» Quoted passage
R6

Learning objectives:

  • Discuss how to construct a R6 class.
  • Overview the different mechanisms of a R6 class (e.g. initialization, print, public, private, and active fields and methods).
  • Observe various examples using R6’s mechanisms to create R6 classes, objects, fields, and methods.
  • Observe the consequences of R6’s reference semantics.
  • Review the book’s arguments on the use of R6 over reference classes.

A review of OOP

  • A PIE

Introducing R6

  • R6 classes are not built into base.
    • It is a separate package.
    • You have to install and attach to use.
    • If R6 objects are used in a package, it needs to be specified as a dependency in the DESCRIPTION file.
install.packages("R6")
library(R6)
  • R6 classes have two special properties:
    1. Uses an encapsulated OOP paradigm.
      • Methods belong to objects, not generics.
      • They follow the form object$method() for calling fields and methods.

» Records to process
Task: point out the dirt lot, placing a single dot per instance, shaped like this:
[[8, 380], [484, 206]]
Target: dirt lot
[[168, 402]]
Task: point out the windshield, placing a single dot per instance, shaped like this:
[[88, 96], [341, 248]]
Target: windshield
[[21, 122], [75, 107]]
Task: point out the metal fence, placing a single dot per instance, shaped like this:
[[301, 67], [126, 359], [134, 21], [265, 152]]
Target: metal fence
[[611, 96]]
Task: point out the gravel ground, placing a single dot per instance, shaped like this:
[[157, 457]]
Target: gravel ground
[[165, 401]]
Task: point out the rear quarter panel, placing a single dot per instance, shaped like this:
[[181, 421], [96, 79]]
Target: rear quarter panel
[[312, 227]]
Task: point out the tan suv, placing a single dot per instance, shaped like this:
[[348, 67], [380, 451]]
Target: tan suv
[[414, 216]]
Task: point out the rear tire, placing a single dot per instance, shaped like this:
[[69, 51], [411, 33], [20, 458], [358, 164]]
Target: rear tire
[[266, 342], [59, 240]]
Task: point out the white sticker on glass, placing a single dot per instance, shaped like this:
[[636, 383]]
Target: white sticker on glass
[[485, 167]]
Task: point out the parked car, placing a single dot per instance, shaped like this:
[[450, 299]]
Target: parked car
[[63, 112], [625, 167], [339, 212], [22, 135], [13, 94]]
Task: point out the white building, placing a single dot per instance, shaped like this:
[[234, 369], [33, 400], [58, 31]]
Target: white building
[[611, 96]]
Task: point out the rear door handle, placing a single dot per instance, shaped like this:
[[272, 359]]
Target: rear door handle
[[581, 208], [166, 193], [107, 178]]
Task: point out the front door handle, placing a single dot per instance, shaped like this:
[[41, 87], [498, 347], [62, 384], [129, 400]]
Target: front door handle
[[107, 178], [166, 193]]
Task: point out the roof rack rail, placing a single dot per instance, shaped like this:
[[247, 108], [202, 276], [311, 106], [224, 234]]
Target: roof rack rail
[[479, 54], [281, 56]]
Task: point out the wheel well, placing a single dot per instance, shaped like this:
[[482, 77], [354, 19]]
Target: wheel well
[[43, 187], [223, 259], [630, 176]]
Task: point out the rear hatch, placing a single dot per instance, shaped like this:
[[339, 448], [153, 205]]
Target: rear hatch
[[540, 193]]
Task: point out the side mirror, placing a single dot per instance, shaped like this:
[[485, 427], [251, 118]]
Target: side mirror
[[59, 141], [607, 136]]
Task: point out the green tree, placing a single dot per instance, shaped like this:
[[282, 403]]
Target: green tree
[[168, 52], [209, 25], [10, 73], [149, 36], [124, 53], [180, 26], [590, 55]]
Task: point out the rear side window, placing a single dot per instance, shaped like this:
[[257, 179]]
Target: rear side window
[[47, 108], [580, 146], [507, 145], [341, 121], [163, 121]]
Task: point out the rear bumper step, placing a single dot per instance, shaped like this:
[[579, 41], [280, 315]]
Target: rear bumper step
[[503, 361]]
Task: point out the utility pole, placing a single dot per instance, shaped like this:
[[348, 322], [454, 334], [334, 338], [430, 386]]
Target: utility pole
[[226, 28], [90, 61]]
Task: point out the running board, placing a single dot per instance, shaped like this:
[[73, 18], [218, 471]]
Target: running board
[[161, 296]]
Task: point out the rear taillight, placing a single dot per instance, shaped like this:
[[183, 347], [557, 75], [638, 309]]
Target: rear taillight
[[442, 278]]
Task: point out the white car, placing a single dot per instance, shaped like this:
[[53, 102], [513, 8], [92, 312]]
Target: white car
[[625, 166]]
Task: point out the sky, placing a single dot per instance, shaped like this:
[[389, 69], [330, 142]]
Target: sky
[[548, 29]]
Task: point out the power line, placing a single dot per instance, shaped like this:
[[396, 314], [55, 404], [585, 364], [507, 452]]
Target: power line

» Directions
#1 Reproduce the records verbatim, starting at the line that contains "Task: point out the sky, placing" and ending with the final line of the records.
#2 Resume the R6 class notes after their last line.
The records are unrelated to the text on R6 classes.

» Results of the exercise
#1
Task: point out the sky, placing a single dot per instance, shaped like this:
[[389, 69], [330, 142]]
Target: sky
[[548, 29]]
Task: point out the power line, placing a single dot per instance, shaped like this:
[[396, 314], [55, 404], [585, 364], [507, 452]]
Target: power line

#2
    2. R6 objects are mutable.
      • Modified in place.
      • They follow reference semantics.
  • R6 is similar to OOP in other languages.
  • However, its use can lead ton non-idiomatic R code.
    • Tradeoffs - follows an OOP paradigm but sacrafice what users are use to.
    • Microsoft365R.

Constructing an R6 class, the basics

  • Really simple to do, just use the R6::R6Class() function.
Accumulator <- R6Class("Accumulator", list(
  sum = 0,
  add = function(x = 1) {
    self$sum <- self$sum + x
    invisible(self)
  }
))
  • Two important arguments:
    1. classname - A string used to name the class (not needed but suggested)
    2. public - A list of methods (functions) and fields (anything else)
  • Suggested style conventions to follow:
    • Class name should follow UpperCamelCase.
    • Methods and fields should use snake_case.
    • Always assign the result of a R6Class() into a variable with the same name as the class.
  • You can use self$ to access methods and fields of the current object.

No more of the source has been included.